▶ Questions on the material:
**a)** According to the article on the auto tech program's NATEF accreditation, how often must the accreditation be renewed?
**b)** Copy everything in the article on the auto tech program's NATEF accreditation from "Accreditation must be" down to "and its students." word for word.

▶ Passage to read:
------------------------------------
NATEF accreditation boosts CTE Auto Tech program

Clare-Gladwin CTE Auto Tech Paraeducator Suzanne Ledford and Instructor Rich Hollister display the NATEF certification documents.

Clare-Gladwin CTE Auto Tech Paraeducator Suzanne Ledford and Instructor Rich Hollister display the NATEF certification documents.

Students learning Automotive Technology in the Clare-Gladwin Career & Technical Education program will continue to enter the workforce prepared, experienced...and certified.

That last part is especially important, so CTE officials were pleased to learn that the auto program recently attained re-certification with the National Automotive Technicians Education Foundation. To achieve this coveted recognition, the CTE Auto Tech program underwent rigorous evaluation by NATEF, which employs nationally accepted standards of excellence in areas such as instruction, facilities and equipment.

“For our students, this gives them a head start to a successful career,” said Instructor Rich Hollister. “All dealerships require employees to meet Automotive Service Excellence standards, and the NATEF training program gives them the skills required to be ASE-certified. NATEF is a nationwide certification program, so our students can use those credentials throughout the U.S. to gain employment.”

Hollister said the accreditation process is quite involved.

“The curriculum is reviewed to make sure it meets national standards,” he said. “The funding, the teaching staff and the facilities are also reviewed to make sure that we have the proper equipment, tools, training space and employment opportunities.”

Accreditation must be renewed every five years. For Hollister, who’s been teaching CTE Auto Tech for nine years, this is his second successful trip through the process. He’s proud of what the NATEF recognition says about the program and its students.
------------------------------------
▶ Raw data:
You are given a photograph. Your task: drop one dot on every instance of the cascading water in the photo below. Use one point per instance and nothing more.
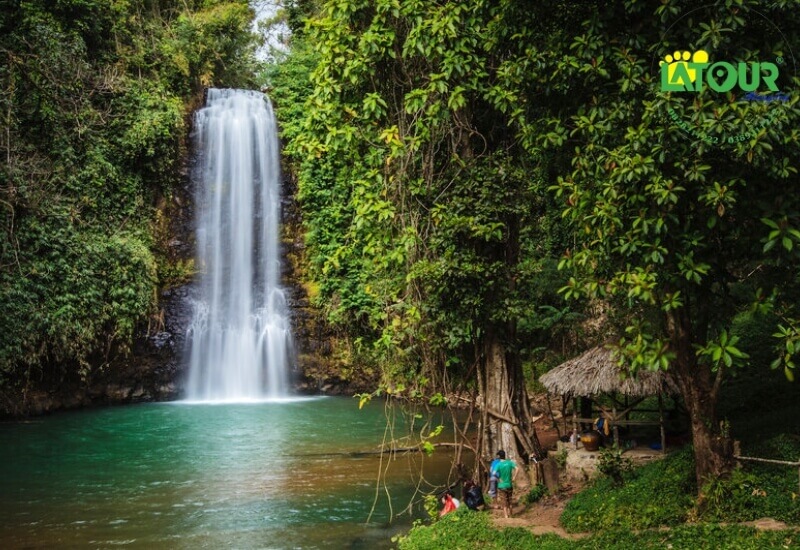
(241, 345)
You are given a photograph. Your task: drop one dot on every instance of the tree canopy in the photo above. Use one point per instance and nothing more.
(450, 153)
(94, 97)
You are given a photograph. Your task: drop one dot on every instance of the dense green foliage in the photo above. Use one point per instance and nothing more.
(752, 492)
(605, 505)
(94, 97)
(450, 154)
(427, 228)
(474, 530)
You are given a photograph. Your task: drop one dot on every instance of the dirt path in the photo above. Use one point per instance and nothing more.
(542, 517)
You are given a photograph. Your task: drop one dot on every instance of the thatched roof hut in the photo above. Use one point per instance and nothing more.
(597, 372)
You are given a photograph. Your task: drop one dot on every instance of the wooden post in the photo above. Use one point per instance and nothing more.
(661, 424)
(575, 414)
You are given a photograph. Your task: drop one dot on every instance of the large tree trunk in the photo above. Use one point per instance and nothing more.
(713, 448)
(507, 410)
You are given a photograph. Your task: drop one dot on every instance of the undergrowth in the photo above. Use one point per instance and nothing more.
(657, 494)
(469, 530)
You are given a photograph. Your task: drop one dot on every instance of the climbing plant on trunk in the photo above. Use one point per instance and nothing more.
(425, 226)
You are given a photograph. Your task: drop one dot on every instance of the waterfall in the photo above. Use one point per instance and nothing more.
(240, 340)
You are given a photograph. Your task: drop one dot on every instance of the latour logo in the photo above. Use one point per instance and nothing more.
(691, 72)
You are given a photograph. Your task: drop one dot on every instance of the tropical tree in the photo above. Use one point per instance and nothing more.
(683, 208)
(428, 231)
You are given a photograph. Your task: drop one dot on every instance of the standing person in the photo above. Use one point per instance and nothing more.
(493, 475)
(506, 472)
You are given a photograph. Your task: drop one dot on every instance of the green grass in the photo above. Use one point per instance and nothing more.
(656, 496)
(470, 530)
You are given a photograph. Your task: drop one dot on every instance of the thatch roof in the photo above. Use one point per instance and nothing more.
(596, 372)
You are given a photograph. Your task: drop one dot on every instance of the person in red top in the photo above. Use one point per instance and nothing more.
(450, 502)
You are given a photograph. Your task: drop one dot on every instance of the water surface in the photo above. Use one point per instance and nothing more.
(290, 474)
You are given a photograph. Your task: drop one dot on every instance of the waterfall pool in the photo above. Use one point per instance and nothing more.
(292, 473)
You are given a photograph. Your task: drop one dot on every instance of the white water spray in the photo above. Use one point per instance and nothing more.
(241, 345)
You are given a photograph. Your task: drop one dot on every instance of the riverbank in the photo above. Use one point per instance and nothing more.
(654, 507)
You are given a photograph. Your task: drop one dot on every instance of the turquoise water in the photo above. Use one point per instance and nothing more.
(262, 475)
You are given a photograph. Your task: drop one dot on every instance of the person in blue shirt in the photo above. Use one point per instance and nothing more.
(493, 474)
(506, 472)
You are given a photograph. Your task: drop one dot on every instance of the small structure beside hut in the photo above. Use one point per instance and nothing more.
(611, 394)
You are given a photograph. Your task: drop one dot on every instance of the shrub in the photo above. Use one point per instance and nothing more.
(658, 494)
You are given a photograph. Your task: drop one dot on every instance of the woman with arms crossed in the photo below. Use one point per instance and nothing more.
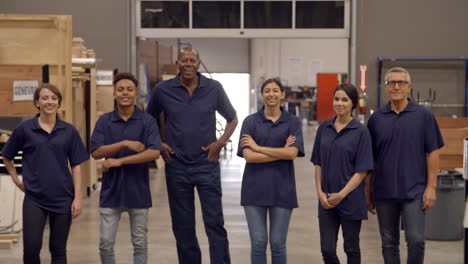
(270, 140)
(51, 190)
(342, 155)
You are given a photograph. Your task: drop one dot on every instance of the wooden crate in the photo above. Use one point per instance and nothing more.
(453, 131)
(84, 115)
(38, 40)
(9, 74)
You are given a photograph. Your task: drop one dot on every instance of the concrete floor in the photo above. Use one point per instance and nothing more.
(303, 239)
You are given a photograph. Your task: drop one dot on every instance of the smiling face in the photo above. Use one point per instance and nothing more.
(272, 95)
(48, 102)
(342, 104)
(397, 86)
(188, 62)
(125, 93)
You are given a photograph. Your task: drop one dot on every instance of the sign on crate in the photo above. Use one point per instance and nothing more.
(24, 90)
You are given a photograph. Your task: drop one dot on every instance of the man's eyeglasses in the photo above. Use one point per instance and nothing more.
(394, 83)
(188, 61)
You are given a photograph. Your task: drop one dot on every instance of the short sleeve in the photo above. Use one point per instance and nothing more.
(78, 153)
(14, 143)
(296, 130)
(224, 106)
(153, 140)
(315, 158)
(432, 138)
(98, 136)
(155, 106)
(364, 159)
(247, 129)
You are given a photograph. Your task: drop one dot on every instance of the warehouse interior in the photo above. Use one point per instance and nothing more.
(429, 38)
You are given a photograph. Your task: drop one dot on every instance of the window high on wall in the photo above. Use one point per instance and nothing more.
(242, 18)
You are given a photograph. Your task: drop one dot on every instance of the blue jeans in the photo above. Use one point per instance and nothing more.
------------------------------------
▶ Solutions:
**a)** Every five years.

**b)**
Accreditation must be renewed every five years. For Hollister, who’s been teaching CTE Auto Tech for nine years, this is his second successful trip through the process. He’s proud of what the NATEF recognition says about the program and its students.